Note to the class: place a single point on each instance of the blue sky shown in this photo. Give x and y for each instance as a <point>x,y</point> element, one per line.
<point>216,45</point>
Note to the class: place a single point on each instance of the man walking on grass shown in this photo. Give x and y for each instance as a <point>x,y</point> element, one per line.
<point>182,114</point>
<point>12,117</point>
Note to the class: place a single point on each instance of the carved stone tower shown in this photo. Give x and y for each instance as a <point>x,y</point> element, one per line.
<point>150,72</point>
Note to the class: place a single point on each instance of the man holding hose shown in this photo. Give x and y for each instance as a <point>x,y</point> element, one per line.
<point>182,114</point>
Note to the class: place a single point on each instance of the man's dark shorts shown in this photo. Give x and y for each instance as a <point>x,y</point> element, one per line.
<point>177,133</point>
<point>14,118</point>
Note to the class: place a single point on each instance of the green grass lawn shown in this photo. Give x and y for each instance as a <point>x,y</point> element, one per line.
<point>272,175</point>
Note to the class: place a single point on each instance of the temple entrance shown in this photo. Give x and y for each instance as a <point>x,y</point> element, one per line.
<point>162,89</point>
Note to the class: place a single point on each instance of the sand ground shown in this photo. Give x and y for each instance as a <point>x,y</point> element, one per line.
..........
Each line must be given again exactly as written above.

Note to the class: place a single point on each instance of the blue sky shown in this photo. Give x and y for each instance as a <point>x,y</point> element, one per line.
<point>216,45</point>
Note to the class: place a single point on each instance of the man walking on grass shown in this photo. Give x and y for each instance as a <point>x,y</point> element, one per line.
<point>182,114</point>
<point>12,117</point>
Note to the class: place a single point on each instance of the carved stone tower shown in this photo. Give x and y for each instance as a <point>x,y</point> element, one per line.
<point>150,72</point>
Note to the class: place a single point on each instance of the man holding hose shown in this photo. Give x and y for each instance as a <point>x,y</point> element, one per line.
<point>182,114</point>
Note to the class: place a single point on each instance of the man's dark shorts shown in this photo. Give x and y for each instance as a <point>x,y</point> element, one per line.
<point>177,133</point>
<point>14,118</point>
Note to the class: place a single point on each instance of the green grass lawn shown in this photo. Give x and y for each instance as a <point>x,y</point> element, one per line.
<point>272,175</point>
Note to the class: place a single point on each instance of the temple entrance shown in this photo. Give x and y for each instance as a <point>x,y</point> element, one per line.
<point>162,89</point>
Note to the class: place a single point on each instance of the sand ground shown in this photo. Give x and y for each instance as a <point>x,y</point> element, one per line.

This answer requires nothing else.